* Supplied data *

━━━━━━━━

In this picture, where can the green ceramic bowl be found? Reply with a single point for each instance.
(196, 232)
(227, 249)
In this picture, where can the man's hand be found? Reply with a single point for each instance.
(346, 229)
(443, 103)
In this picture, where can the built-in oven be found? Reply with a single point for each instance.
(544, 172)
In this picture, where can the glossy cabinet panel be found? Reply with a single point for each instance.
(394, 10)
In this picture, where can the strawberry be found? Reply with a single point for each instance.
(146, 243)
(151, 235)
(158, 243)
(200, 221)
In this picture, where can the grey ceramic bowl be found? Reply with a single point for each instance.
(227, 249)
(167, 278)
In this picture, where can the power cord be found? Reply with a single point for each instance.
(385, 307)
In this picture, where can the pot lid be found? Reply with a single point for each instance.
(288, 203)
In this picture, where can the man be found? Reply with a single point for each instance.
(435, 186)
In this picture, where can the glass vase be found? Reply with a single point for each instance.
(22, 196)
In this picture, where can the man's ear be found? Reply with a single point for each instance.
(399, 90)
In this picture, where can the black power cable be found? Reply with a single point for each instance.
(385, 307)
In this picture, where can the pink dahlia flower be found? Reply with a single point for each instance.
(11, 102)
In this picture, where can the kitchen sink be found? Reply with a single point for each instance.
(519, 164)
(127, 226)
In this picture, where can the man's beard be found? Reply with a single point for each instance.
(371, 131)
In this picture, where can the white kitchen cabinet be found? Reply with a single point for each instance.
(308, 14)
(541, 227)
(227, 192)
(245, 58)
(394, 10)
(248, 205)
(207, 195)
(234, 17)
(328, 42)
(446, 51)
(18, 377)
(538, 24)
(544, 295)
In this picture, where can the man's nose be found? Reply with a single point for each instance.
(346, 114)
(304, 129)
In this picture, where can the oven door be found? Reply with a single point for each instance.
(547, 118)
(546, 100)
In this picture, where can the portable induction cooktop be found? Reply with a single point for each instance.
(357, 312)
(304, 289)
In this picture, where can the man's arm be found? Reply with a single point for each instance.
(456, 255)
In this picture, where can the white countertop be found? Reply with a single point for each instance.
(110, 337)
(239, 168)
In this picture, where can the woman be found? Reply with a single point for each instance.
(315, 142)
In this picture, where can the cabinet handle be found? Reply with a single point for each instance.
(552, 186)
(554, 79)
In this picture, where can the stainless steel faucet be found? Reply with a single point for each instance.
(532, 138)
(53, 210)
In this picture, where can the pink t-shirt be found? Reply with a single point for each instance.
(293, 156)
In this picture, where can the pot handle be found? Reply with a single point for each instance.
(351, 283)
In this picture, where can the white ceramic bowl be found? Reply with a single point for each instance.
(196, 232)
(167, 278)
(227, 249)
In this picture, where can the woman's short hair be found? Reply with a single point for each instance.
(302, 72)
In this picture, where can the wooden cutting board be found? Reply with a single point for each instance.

━━━━━━━━

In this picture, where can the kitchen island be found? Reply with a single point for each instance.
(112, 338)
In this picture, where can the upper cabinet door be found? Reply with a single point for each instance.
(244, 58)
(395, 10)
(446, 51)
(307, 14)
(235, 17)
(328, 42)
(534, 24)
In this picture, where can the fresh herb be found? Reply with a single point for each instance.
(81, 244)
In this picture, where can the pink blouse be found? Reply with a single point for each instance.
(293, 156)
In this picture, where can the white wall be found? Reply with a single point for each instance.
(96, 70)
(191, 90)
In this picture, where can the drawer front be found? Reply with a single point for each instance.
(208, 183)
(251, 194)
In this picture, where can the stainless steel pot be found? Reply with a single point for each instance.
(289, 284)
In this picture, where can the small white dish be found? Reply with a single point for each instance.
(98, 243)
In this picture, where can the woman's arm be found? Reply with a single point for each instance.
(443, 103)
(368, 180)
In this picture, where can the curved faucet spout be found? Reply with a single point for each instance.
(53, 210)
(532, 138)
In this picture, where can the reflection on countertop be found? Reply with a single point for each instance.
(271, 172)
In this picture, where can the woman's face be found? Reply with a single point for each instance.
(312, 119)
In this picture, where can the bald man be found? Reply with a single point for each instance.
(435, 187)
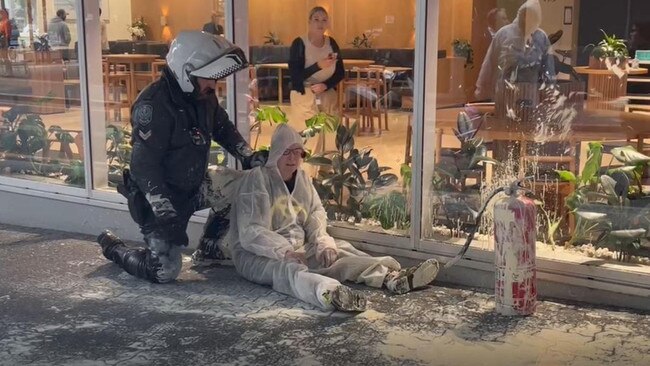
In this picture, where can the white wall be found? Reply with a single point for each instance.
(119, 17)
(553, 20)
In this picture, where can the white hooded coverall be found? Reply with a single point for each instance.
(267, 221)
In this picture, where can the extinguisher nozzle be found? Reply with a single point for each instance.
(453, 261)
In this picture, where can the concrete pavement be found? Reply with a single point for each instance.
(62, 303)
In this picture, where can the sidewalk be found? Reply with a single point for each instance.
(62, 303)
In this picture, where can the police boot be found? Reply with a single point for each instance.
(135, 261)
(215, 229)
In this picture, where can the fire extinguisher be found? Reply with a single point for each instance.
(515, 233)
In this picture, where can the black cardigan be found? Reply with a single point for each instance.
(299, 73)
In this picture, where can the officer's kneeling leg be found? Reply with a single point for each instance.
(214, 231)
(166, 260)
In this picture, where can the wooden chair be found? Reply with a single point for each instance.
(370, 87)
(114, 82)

━━━━━━━━

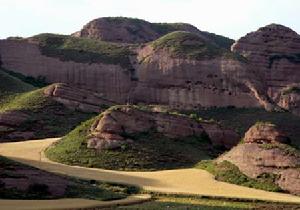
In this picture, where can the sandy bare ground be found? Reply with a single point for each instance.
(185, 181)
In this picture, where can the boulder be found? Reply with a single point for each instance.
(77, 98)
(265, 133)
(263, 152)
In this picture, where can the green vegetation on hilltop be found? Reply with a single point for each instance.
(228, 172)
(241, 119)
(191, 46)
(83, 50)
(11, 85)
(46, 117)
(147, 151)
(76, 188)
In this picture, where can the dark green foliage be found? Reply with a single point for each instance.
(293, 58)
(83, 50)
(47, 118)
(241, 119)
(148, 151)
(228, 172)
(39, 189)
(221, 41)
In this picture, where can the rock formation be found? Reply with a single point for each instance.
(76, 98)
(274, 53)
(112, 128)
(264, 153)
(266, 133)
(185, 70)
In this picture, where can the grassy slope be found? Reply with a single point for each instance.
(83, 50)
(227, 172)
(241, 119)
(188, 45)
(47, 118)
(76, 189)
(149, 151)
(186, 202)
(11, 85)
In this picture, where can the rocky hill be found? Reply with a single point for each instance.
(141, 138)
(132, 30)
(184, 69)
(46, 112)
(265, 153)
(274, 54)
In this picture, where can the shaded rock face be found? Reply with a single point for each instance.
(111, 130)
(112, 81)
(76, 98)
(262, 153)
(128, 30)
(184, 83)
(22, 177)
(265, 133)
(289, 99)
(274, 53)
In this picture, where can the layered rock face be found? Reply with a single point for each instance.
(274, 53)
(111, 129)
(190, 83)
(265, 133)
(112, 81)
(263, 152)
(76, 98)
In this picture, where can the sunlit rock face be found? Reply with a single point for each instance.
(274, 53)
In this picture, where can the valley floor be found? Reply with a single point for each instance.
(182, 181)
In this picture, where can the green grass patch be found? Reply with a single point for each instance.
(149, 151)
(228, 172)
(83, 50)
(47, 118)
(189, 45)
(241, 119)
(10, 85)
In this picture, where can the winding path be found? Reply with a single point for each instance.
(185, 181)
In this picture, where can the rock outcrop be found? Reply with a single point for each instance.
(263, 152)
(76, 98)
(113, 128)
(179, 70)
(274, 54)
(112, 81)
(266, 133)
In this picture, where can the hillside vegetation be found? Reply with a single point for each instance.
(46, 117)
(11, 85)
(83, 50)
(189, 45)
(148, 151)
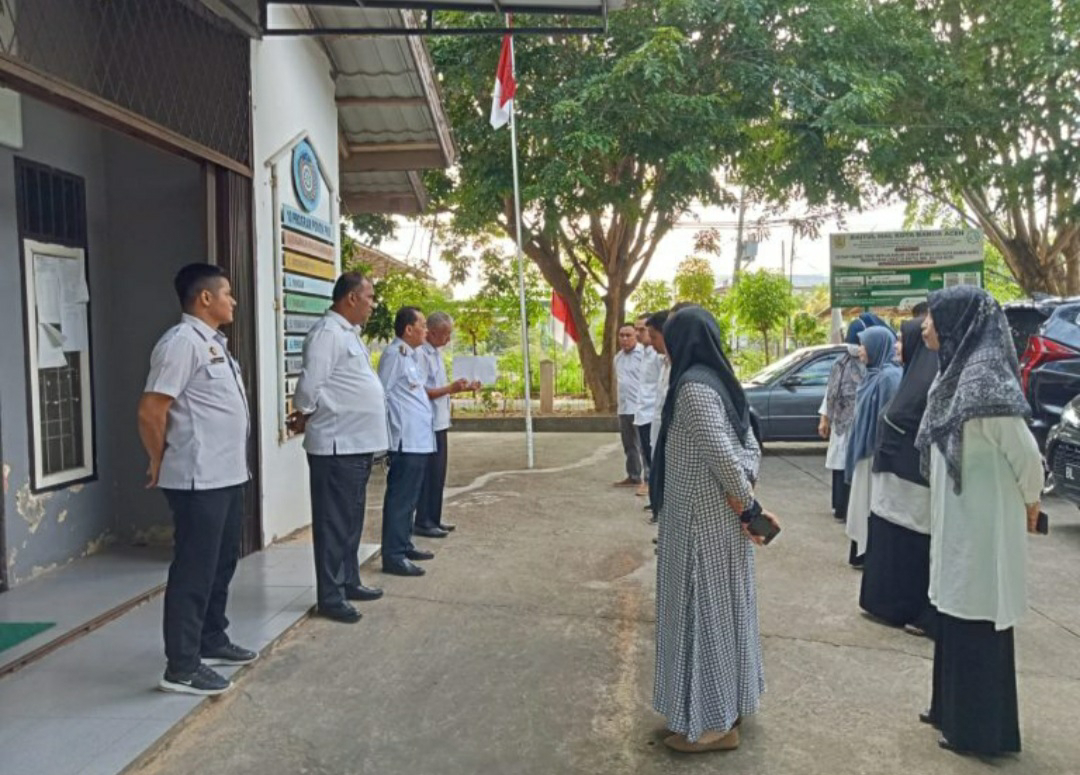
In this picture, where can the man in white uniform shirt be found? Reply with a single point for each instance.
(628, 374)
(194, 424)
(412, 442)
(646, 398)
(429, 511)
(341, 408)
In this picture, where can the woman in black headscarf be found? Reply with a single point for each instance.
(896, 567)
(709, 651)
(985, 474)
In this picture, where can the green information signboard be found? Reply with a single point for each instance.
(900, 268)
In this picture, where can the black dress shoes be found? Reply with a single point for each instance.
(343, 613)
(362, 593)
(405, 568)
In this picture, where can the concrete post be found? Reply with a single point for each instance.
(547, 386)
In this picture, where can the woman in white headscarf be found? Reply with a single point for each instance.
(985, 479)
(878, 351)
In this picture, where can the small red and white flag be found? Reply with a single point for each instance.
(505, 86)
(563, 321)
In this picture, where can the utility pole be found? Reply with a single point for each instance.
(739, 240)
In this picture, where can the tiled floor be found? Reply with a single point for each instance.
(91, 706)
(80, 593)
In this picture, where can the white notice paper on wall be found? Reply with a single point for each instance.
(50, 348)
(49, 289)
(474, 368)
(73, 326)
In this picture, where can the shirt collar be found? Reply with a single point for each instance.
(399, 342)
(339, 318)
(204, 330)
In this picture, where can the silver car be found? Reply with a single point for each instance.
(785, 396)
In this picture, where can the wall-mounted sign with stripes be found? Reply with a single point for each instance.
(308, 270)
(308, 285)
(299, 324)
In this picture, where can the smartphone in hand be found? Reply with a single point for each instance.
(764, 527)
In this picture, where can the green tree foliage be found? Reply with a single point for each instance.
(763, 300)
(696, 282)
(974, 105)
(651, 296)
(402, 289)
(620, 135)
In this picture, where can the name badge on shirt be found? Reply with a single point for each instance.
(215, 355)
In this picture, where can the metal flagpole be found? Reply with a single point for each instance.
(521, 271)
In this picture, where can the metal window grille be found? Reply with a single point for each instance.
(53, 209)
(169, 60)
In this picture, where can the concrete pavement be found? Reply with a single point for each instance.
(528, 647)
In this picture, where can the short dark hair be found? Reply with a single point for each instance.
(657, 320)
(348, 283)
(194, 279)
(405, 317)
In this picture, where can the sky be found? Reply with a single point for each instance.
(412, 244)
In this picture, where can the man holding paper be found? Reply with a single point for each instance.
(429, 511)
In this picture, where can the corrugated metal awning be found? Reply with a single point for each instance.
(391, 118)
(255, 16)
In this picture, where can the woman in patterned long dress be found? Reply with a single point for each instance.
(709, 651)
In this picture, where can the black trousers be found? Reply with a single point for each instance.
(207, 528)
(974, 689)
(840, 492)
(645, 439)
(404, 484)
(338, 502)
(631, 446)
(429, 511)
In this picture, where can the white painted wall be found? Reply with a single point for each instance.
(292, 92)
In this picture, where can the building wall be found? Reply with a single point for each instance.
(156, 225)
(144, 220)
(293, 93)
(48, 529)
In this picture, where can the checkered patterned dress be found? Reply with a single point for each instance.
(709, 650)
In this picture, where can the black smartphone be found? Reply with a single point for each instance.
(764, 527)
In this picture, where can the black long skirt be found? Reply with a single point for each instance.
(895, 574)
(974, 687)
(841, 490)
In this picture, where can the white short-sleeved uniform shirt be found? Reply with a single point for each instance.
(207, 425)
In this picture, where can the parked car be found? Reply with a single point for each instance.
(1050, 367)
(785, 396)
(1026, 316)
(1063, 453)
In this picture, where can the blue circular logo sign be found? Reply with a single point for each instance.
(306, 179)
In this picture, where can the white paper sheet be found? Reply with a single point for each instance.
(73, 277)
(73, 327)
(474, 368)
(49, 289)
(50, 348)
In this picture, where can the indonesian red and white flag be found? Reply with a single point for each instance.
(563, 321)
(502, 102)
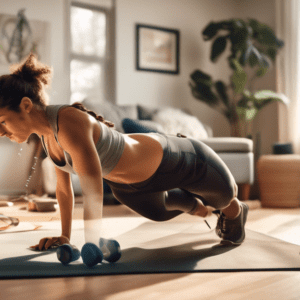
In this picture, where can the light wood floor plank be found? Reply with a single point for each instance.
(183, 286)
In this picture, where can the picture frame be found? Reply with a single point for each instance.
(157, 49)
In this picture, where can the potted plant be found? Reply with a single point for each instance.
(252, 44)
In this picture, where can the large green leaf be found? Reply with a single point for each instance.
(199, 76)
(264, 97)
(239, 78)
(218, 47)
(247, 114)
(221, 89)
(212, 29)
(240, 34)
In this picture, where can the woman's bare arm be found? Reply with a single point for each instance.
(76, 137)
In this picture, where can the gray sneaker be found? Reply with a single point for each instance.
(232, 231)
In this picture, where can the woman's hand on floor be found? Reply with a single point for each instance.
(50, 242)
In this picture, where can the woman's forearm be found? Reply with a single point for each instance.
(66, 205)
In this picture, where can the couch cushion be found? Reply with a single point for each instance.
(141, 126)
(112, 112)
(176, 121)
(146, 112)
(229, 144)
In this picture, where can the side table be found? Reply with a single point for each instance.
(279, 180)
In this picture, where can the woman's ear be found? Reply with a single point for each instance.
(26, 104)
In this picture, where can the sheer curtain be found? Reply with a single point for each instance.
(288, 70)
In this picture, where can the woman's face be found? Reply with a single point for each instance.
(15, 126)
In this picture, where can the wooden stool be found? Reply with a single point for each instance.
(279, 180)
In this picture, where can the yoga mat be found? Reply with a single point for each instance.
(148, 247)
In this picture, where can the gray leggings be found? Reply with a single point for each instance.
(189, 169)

━━━━━━━━

* Prompt *
How many of the rows above contain the word "faucet"? Reply with the number alone.

* Expected answer *
2